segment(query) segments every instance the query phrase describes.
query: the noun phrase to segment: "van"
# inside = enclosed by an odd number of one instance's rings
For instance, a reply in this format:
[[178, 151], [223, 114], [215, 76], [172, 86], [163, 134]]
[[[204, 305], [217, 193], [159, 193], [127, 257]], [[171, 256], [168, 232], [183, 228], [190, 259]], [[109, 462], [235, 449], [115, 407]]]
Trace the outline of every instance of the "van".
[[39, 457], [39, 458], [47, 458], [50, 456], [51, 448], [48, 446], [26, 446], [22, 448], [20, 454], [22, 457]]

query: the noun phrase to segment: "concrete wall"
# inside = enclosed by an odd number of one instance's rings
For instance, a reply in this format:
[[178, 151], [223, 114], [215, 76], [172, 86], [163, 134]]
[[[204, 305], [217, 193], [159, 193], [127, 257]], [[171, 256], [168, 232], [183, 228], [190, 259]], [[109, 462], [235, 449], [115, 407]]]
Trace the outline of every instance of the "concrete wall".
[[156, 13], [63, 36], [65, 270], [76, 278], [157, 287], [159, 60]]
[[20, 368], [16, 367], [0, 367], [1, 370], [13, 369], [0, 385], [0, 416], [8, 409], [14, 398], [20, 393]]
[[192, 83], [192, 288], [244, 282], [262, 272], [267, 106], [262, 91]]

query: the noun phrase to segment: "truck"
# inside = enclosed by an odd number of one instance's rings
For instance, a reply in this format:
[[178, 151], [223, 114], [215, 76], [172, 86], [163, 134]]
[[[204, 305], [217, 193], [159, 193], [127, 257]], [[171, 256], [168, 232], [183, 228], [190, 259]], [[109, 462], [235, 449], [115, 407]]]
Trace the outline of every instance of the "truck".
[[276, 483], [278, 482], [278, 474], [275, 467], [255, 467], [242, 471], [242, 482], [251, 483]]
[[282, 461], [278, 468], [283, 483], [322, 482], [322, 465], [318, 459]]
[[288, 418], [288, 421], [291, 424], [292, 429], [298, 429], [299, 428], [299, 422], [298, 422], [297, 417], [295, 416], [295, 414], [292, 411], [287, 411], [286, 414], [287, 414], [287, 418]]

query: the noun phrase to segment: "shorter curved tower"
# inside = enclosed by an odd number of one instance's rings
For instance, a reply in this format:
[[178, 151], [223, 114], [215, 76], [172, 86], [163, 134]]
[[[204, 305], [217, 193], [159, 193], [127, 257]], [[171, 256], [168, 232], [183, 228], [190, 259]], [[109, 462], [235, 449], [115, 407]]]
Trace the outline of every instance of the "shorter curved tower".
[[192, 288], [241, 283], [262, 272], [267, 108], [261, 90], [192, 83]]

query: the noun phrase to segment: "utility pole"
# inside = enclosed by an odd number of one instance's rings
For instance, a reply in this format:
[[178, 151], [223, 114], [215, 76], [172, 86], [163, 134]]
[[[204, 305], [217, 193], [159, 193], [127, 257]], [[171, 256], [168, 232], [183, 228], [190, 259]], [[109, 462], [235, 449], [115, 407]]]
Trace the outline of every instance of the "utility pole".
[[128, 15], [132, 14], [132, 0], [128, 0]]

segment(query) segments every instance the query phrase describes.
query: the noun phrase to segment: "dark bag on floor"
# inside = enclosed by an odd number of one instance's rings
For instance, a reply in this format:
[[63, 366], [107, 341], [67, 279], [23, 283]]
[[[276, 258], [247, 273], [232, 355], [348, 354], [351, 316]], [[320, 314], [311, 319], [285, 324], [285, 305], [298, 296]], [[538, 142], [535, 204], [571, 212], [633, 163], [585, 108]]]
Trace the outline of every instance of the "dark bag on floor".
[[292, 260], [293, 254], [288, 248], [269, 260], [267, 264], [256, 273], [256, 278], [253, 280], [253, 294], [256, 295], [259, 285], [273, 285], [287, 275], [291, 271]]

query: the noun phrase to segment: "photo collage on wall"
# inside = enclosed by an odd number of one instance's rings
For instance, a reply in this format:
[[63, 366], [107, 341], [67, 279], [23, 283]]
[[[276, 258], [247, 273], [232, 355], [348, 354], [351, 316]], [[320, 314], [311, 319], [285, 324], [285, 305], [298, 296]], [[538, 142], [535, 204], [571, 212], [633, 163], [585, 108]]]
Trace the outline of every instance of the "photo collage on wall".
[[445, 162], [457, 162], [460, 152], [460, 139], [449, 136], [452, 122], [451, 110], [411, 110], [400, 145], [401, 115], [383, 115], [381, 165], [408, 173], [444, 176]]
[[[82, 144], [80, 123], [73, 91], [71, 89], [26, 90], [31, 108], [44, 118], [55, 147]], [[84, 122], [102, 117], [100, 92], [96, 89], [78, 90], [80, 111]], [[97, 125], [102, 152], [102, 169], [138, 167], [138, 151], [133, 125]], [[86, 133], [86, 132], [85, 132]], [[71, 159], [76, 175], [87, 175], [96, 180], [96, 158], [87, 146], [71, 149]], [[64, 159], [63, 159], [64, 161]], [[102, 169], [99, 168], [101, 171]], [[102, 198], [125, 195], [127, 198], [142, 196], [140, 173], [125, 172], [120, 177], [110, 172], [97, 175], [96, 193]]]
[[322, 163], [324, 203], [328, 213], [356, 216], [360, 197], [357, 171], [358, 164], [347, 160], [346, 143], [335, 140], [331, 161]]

________________

**Exercise brief**
The answer should be all lines from the entries above that hold the word "phrase".

**Completed task**
segment(query) segments every instance the query phrase describes.
query: the noun phrase to segment: "van"
query: the noun phrase to segment: "concrete wall"
query: the noun phrase to segment: "truck"
query: the noun phrase to segment: "shorter curved tower"
query: the noun phrase to segment: "utility pole"
segment(query) segments every instance the query phrase describes.
query: the noun phrase to segment: "dark bag on floor"
query: the noun phrase to segment: "photo collage on wall"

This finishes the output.